TASK REQUIREMENTS - Continue the forum post about religion in public schools and the Pledge of Allegiance from the point where it stops; the listing that follows is not part of it.

DOCUMENT EXTRACT -
They think that by having to say "In God we trust" or "one nation under God", their constitutional rights have somehow been offended. The first amendment reads that "Congress shall make no law respecting an establishment of religion, or prohibiting the free exercise thereof" (source). In other words, prayer and God shouldn't be in our public schools because that would be respecting a religion, thus violating a person's first amendment rights, should they have already chosen not to respect any religious institution. So people complain about anything religious that they feel violates this.

Now recently there was a man who objected to having his daughter say "One nation under God" in the Pledge of Allegiance. I'm willing to bet that this very same man would come together in time of a crisis and look to God for guidance and safe-keeping. This is the hypocrisy of our nation.


Quote:
Originally posted by dids
I live in the only Italian region where you have Catholic religion class in all your 13 years of school. There's a cross in every building, in every class room, on mountains.. There are only churches. I think there are a maximum of 10 families who aren't Catholic over here. Since my mom isn't Catholic, she had me signed out of Religion every year, and it was never a problem. People asked whether the cross offended me, but why should it have? I honestly just don't see how a cross could offend someone. I think one of the reasons there were never any problems is due to the mutual respect. That's what it boils down to.

DATA SUPPLIED -

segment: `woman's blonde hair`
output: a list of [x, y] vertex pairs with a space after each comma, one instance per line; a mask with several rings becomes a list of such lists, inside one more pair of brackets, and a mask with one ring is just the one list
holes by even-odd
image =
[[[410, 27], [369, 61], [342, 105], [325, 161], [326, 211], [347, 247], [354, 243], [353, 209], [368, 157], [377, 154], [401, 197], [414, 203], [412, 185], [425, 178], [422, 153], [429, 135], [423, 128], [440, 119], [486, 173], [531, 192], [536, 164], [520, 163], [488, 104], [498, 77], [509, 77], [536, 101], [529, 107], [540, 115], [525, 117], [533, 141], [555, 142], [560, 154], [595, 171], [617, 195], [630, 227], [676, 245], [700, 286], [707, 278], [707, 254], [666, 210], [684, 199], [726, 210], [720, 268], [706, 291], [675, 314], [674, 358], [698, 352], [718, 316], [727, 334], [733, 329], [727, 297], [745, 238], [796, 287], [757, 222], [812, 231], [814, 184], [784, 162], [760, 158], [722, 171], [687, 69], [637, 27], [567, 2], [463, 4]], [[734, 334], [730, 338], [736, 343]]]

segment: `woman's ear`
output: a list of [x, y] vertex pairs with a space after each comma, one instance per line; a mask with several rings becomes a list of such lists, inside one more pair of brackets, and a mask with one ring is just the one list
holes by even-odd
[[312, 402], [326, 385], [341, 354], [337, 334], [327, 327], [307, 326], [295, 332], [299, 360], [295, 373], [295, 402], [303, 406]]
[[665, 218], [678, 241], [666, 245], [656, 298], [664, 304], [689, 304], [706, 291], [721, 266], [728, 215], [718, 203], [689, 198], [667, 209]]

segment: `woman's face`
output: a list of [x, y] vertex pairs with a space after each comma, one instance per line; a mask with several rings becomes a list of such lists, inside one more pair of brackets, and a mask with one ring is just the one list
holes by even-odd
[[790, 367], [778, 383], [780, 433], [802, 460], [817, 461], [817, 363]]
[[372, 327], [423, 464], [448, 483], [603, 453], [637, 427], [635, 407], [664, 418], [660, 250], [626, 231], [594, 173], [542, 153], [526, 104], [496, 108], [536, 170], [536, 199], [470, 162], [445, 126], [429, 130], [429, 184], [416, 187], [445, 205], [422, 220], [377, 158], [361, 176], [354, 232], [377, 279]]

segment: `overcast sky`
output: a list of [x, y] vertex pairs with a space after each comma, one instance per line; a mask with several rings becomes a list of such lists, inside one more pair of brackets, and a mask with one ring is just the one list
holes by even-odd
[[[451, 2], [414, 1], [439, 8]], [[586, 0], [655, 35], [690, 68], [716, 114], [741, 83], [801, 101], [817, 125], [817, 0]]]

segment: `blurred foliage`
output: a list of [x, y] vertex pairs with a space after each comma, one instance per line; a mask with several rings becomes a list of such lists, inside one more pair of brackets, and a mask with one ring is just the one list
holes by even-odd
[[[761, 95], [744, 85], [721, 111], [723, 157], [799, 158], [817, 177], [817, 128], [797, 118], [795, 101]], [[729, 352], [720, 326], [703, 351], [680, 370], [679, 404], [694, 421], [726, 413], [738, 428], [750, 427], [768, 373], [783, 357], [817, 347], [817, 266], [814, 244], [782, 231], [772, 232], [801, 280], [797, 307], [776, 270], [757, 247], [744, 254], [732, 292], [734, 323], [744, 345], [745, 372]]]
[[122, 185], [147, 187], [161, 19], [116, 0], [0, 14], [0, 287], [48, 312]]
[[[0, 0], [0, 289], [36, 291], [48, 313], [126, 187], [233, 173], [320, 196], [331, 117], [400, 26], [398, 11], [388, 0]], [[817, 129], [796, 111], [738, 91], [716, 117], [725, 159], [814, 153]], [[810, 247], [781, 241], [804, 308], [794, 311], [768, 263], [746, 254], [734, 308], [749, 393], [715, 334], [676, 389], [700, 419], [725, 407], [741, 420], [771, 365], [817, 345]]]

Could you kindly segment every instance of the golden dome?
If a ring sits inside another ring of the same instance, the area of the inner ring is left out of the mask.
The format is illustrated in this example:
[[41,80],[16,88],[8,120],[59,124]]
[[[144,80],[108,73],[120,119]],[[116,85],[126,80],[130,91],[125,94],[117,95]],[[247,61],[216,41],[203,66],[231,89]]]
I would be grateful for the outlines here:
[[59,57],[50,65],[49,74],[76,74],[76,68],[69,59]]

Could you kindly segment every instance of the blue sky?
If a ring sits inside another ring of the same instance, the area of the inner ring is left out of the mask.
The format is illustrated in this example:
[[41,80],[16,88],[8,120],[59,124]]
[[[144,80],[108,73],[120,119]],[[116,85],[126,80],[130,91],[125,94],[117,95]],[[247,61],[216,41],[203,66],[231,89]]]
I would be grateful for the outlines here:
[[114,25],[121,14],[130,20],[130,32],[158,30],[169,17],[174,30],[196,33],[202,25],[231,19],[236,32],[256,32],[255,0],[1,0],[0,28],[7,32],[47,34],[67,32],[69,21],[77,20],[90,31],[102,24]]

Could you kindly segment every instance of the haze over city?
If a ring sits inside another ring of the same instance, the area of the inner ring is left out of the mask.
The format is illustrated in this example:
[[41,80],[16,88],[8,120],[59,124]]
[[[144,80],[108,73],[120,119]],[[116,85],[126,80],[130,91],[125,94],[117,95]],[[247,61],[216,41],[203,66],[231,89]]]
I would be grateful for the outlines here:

EXERCISE OUTPUT -
America does not have this respect. In order to learn about religion, ANY religion, I have to go to the specific church or pay to learn it. Religious schools are private schools and typically very expensive. When I was a kid, I went to a private Christian school, but only because it was between the two towns that my parents lived in. When my mother moved, I was taken out of the school because it was just too expensive. We went to church, but eventually stopped due to life just happening.

In a public schoo,l, you will not learn about God or the idea of creation. In a private religious school, you will not learn about evolution. Creationists continually battle with public schools to teach creationism (the universe was created in six days, literal translation of Genesis) along side evolution, giving them equal time. But I'm willing to bet that they wouldn't give evolution any time in a private school.